▸ **Page extract**
/---

Friday, August 05, 2005

[149.1] CONFRONTING THE MURDER IN RELIGION

This excerpt from my latest feature article on Ekklesia.

[T]he pathology that aggravates individuals or groups towards seeing death and martyrdom as a ‘solution’ cannot simply be laid at their portals alone and left there. It arises from deep wells within all human cultures, not least in their portrayal and practice of violence as cleansing.

The idea that sacrifice appeases wrath, that disorder restores order, that killing casts out evil, that war brings peace and that the gods themselves create through violence is one that is, as theologian Walter Wink points out, as old as civilisation itself.

In his book The Powers That Be: Theology For A New Millennium (Galilee, 1999) Wink summarises ‘the myth of redemptive violence’ in terms of one of its earlier archetypes: a Babylonian creation story (circa 1250 BCE), where a new world emerges from the cadaver of a freshly slaughtered woman.

He points out that the allegedly purifying and generative power of vengeance is universal, inasmuch as it is as central to Hollywood’s vision of the world as it is to the ancients. This is not irrelevant to the great popularity of the Rambo-fiction in rabidly anti-Western circles right now. We are all closer than we think.

At a considerably more profound level, anthropologist and literary critic Rene Girard has traced, through a whole series of important books, the origins of culture in the idea of ‘a founding murder’. He has then drawn our attention to the role of religion in both legitimating and managing violence through cultic sacrificial systems.

Without ignoring their violence, Girard also says that key elements of the Hebrew Scriptures and the New Testament constitute strong counter-narratives to the otherwise overwhelming assumption of salvation through divinely sanctioned killing.

\---

▸ **Data shown**

/---

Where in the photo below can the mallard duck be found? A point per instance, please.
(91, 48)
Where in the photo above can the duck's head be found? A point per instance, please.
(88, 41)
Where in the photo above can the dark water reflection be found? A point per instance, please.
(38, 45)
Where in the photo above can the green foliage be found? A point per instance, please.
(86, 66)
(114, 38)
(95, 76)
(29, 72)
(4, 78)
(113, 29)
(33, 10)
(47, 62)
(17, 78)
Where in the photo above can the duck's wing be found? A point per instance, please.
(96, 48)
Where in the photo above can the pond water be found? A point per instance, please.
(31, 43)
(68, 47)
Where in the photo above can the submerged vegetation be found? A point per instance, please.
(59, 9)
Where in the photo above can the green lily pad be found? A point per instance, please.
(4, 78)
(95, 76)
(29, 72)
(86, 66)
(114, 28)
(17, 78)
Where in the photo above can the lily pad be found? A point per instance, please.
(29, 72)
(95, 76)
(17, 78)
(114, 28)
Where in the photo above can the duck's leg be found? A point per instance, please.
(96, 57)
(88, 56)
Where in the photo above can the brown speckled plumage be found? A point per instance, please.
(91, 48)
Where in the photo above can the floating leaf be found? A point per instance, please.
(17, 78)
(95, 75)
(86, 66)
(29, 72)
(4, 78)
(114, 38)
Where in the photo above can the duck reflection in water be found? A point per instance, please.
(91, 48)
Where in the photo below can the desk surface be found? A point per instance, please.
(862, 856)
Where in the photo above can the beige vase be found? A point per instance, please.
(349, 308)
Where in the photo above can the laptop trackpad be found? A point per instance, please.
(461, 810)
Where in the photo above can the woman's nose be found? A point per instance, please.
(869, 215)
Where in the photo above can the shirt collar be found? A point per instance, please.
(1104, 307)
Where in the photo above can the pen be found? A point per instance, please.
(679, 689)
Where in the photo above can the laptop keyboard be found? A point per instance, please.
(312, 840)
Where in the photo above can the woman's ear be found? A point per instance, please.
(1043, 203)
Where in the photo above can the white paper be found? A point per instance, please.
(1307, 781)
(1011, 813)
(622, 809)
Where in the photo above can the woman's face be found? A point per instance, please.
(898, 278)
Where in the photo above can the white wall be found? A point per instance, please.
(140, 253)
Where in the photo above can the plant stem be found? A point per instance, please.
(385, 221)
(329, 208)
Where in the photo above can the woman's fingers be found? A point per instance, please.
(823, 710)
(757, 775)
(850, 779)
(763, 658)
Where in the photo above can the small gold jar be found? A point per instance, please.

\---

▸ **Written request 1**
In the post on murder in religion, what approximate date is given for the Babylonian creation story that Wink summarizes?
▸ **Written request 2**
Write the next few paragraphs of the post on murder in religion, picking up after its final sentence about Girard's view of the Hebrew Scriptures and the New Testament.

▸ **Answer 1**
Circa 1250 BCE.

▸ **Answer 2**
As one contributor to the new book Consuming Passion (James Alison) points out, “[t]hat God is completely without violence, that God is love” is the truest revelation of “the self-giving death of Jesus”. This is an event which has frequently been interpreted in ways distorted by Christian complicity in violence, and then transferred onto God in an unrecognised way.

Religious conviction, in other words, always contains both the seeds of destruction and the seeds of life. No-one reading the Bible or the Qu’ran without eyes veiled by piety or ideology can easily avoid recognising that.

On the other hand, faith (whether that of Osama Bin Laden or George W. Bush) is not the only source and sanction of the practices of ‘cleansing violence’. Modern secular thought derived from Locke and Machiavelli (with their theories of fortune and ‘the state of nature’) also cemented it into the fabric of what is now seen as realpolitik.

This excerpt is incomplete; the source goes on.